## EXERCISE DESCRIPTION
In this exercise, restate the listing word for word.

## RECORDS FOR THE EXERCISE

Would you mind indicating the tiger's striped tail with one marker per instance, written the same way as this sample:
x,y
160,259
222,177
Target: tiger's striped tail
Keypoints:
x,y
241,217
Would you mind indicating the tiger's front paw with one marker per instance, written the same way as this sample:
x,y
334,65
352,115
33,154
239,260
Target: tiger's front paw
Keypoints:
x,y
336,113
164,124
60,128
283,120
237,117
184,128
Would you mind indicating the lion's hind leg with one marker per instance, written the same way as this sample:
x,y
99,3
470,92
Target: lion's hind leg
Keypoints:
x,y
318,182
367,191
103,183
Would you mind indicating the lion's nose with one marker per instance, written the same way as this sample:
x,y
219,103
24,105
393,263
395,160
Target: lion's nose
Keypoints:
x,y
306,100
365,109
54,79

## TASK OUTPUT
Would you mind indicating the tiger's striped tail with one marker per instance, written the same way as this sample:
x,y
160,259
222,177
Target: tiger's striped tail
Keypoints:
x,y
241,217
Would you mind indicating the tiger's front paw with one marker per instance, written the same way as this sample:
x,y
334,65
352,115
33,154
239,260
Target: tiger's front paw
Keypoints:
x,y
336,113
164,124
60,128
283,120
237,117
184,128
Would you mind indicating the lion's hind leg with one marker per instance, written the same way as this sample:
x,y
99,3
470,92
Target: lion's hind leg
Keypoints:
x,y
318,182
367,191
103,183
Would you mind indicating the lion's nose with one marker per instance, written the same way as this sample:
x,y
219,103
24,105
393,263
395,160
Target: lion's nose
Keypoints:
x,y
306,100
365,109
54,79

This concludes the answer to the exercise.